Region pointing data:
______________________________

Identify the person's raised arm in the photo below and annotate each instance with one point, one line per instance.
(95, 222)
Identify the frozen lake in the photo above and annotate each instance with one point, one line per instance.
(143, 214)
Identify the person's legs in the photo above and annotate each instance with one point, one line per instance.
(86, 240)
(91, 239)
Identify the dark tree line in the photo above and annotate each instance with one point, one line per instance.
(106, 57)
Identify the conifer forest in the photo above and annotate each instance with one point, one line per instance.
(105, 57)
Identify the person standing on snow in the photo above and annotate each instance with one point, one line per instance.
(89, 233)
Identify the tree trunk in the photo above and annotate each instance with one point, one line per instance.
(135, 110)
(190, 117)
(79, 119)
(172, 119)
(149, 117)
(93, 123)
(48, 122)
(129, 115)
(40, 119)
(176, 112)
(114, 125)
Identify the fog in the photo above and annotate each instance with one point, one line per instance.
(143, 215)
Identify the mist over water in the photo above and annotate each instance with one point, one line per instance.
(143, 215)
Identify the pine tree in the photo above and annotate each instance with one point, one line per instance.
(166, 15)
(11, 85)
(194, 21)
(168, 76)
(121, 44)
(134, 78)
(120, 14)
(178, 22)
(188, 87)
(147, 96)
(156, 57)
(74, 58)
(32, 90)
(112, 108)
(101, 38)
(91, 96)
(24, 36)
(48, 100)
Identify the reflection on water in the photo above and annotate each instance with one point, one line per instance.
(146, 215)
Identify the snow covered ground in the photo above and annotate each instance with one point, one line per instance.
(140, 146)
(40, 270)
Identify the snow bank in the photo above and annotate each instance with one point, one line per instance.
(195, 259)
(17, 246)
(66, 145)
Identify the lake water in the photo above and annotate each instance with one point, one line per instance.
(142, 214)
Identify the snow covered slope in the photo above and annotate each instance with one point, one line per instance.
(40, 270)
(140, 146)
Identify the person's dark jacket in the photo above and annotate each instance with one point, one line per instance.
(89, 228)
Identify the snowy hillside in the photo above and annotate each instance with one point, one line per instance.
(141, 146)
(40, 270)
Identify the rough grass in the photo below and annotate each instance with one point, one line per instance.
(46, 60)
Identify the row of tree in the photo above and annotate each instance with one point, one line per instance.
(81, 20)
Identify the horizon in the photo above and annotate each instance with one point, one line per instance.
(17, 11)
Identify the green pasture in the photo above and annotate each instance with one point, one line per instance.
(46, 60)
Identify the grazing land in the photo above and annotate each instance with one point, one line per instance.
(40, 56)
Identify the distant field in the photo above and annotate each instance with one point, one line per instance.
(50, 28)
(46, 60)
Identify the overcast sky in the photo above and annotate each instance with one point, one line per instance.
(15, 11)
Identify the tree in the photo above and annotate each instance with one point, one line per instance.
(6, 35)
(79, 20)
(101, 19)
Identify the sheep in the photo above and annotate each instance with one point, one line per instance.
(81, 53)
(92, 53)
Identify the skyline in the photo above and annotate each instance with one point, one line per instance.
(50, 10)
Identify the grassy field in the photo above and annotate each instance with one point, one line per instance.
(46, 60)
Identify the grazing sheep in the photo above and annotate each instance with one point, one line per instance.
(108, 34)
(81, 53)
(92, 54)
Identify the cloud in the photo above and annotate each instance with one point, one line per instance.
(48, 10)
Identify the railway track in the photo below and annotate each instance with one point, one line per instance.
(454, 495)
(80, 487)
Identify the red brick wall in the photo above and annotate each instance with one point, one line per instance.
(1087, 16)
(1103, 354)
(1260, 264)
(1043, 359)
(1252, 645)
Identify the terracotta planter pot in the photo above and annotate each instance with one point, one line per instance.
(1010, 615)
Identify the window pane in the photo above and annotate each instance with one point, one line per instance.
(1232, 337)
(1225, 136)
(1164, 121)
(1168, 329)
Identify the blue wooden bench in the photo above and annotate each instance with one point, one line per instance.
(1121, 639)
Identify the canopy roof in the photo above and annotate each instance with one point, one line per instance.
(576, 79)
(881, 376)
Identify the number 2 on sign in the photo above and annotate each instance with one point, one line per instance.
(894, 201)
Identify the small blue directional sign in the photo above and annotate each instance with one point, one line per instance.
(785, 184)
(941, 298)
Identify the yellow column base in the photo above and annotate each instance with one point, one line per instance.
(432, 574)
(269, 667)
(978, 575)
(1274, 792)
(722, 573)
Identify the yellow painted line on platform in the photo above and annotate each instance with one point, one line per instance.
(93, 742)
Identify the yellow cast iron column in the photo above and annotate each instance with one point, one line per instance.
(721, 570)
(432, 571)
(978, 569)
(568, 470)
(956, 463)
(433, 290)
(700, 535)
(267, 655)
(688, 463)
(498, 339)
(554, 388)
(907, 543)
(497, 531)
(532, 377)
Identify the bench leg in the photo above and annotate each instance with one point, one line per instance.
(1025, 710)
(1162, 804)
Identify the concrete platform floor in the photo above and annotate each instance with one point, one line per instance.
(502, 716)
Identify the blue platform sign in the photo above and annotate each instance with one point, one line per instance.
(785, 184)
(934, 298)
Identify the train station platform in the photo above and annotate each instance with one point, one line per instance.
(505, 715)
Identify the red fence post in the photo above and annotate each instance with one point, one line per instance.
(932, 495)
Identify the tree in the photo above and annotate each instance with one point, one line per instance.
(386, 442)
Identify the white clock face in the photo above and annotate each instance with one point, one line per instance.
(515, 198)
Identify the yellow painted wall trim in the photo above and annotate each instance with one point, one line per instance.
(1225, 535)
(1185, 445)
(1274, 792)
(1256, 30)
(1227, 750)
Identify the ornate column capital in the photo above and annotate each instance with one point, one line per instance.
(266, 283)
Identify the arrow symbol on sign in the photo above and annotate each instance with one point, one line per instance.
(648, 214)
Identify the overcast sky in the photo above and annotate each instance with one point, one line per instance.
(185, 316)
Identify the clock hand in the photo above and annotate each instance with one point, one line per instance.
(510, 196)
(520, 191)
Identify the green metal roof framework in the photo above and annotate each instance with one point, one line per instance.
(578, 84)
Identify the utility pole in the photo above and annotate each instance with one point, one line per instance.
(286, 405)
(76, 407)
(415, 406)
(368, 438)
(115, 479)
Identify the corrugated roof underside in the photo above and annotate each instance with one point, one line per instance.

______________________________

**ASSIGNED TASK**
Your reply should consist of all the records, restated exactly.

**EXERCISE RESULT**
Identify the person's raised arm in the photo below and annotate each instance with one point, one line per instance.
(95, 222)
Identify the frozen lake in the photo above and annotate each instance with one point, one line per instance.
(143, 214)
Identify the person's legs in the photo above and annotate each instance with one point, one line per instance.
(86, 240)
(91, 239)
Identify the dark tree line in the photo above and annotate each instance with one point, one line per instance.
(106, 57)
Identify the conifer forest in the photo above and annotate each instance with one point, one line per instance.
(105, 57)
Identify the person standing on snow in the photo above and annotate each instance with one point, one line per instance.
(89, 233)
Identify the tree trunk in the photo above and annotate each instance with one point, one line per instance.
(135, 110)
(190, 117)
(79, 119)
(172, 119)
(149, 117)
(93, 123)
(48, 122)
(129, 115)
(40, 119)
(176, 112)
(114, 125)
Identify the fog in the photo above and annotate each instance with one point, one line per instance.
(143, 215)
Identify the mist over water in the photo above and annotate each instance with one point, one line per instance.
(143, 215)
Identify the pine tree in the photo above and annotate each instance with one point, one line per instance.
(166, 15)
(11, 85)
(194, 21)
(168, 76)
(121, 44)
(134, 78)
(120, 14)
(178, 22)
(188, 87)
(147, 96)
(156, 57)
(74, 58)
(32, 90)
(112, 108)
(101, 38)
(91, 96)
(24, 36)
(48, 100)
Identify the reflection on water in the photo above and annotate each instance with one point, one line per instance.
(146, 215)
Identify the snow covered ground in the photo above and annotate each instance with one point, one line per instance.
(140, 146)
(40, 270)
Identify the snow bank in the photo above and annotate each instance with one point, one line per instance.
(195, 259)
(17, 246)
(66, 145)
Identify the lake water in the photo above and annotate each instance with one point, one line per instance.
(142, 214)
Identify the snow covered slope in the photo above and annotate each instance with one point, one line per instance.
(40, 270)
(140, 146)
Identify the person's dark jacket in the photo above and annotate each instance with one point, one line per instance.
(89, 228)
Identify the snowy hillside in the photo above and annotate each instance with one point, one line per instance.
(141, 146)
(40, 270)
Identify the rough grass in the photo below and annotate each instance with one point, one line per instance.
(46, 60)
Identify the row of tree in the photo above and annotate each instance with one point, one line per instance.
(81, 20)
Identify the horizon in the photo above and annotate each instance with one point, one line per instance.
(17, 11)
Identify the green pasture in the photo above and annotate each instance with one point, one line per instance.
(46, 60)
Identify the grazing land in the photo above and annotate each instance with one point, one line per instance.
(40, 56)
Identify the distant field in the photo above and annotate each instance with one point, one line per instance.
(50, 28)
(46, 60)
Identify the overcast sky in the photo above and annotate each instance with one point, one line per instance.
(15, 11)
Identify the tree in the photo above and annotate each instance with one point, one line per instance.
(6, 35)
(79, 20)
(101, 19)
Identify the sheep in the photo above and annotate each instance with one point, one line per instance.
(81, 53)
(92, 53)
Identify the skyline in the photo above and annotate each instance with one point, one line per instance.
(50, 10)
Identify the grassy field in the photo above and annotate each instance with one point, one line per instance.
(46, 60)
Identify the grazing sheep in the photo above and annotate each instance with one point, one line per instance.
(108, 34)
(81, 53)
(92, 54)
Identify the cloud in the photo above and annotate each instance with one point, one line per instance.
(48, 10)
Identify the railway track in the photo below and annotate each instance with one point, one line per instance.
(454, 495)
(80, 487)
Identify the red brick wall in the photo above and annotate each instance with one point, one line per instance.
(1087, 16)
(1103, 354)
(1260, 264)
(1043, 359)
(1252, 645)
Identify the terracotta planter pot in the photo above and annotate each instance with one point, one line per instance.
(1010, 615)
Identify the window pane in the photo above and annotate each instance with one point, one line per instance.
(1232, 337)
(1225, 136)
(1164, 121)
(1168, 329)
Identify the blue wooden bench in the photo above and annotate each instance with one point, one line per instance.
(1121, 639)
Identify the canopy roof in the photo above and annotate each instance with one point, one line per instance.
(576, 79)
(881, 376)
Identify the number 2 on sign in the photo above and annotate each instance with one point, one line per instance.
(894, 201)
Identify the small blue directional sign in the photo above and annotate each instance with one point, one line per instance.
(785, 184)
(941, 298)
Identify the yellow column base in the photo above and annotate each instance with one point, one line per instance.
(432, 574)
(269, 667)
(978, 575)
(1274, 792)
(722, 573)
Identify the yellow painted line on platform in the photo above and annotate each instance with one point, one line per instance.
(93, 742)
Identify the yellow cast iron column in the photo above and annotate each instance with one point, one line per instance.
(721, 570)
(432, 571)
(978, 569)
(568, 470)
(956, 463)
(433, 290)
(700, 535)
(267, 655)
(688, 463)
(498, 339)
(554, 388)
(907, 543)
(497, 531)
(532, 377)
Identify the bench leg in the photo above and annotate each instance with one point, one line per instance.
(1025, 710)
(1162, 804)
Identify the concrete platform floor in the photo above and annotate each instance with one point, one line per instance.
(502, 716)
Identify the blue platform sign in the photo above and annotate each instance with one point, one line per instance.
(785, 184)
(934, 298)
Identify the train station platform in the photo above and annotate each instance with one point, one line per instance.
(505, 715)
Identify the red fence post in the photo above and annotate each instance with one point, one line per instance.
(932, 495)
Identify the tree in the photo above and annotate each instance with one point, one line per instance.
(386, 442)
Identify the white clock face in the photo above and annotate each instance with one point, one line per instance.
(515, 198)
Identify the yellow painted wall trim in the photo above and annotate each instance with one point, one line per instance.
(1225, 535)
(1185, 445)
(1274, 792)
(1256, 30)
(1227, 750)
Identify the ornate column capital in the photo above and annotate each instance with one point, one line per instance.
(266, 283)
Identify the arrow symbol on sign in the photo above and annotate each instance with one point, one line per instance.
(648, 214)
Identify the overcast sky in the photo above and annotate each instance with one point, one line per instance.
(185, 316)
Identify the clock hand in the photo above and annotate each instance with one point, one line per instance.
(510, 196)
(520, 191)
Identify the green metal roof framework in the photo above and annotate each instance with one point, one line per instance.
(578, 84)
Identify the utility pole in the photo above and annotate each instance with one point, one line per instance.
(286, 405)
(76, 407)
(415, 406)
(368, 438)
(115, 479)
Identify the corrugated roof underside in the photo above and annotate each instance with one point, one line per instance.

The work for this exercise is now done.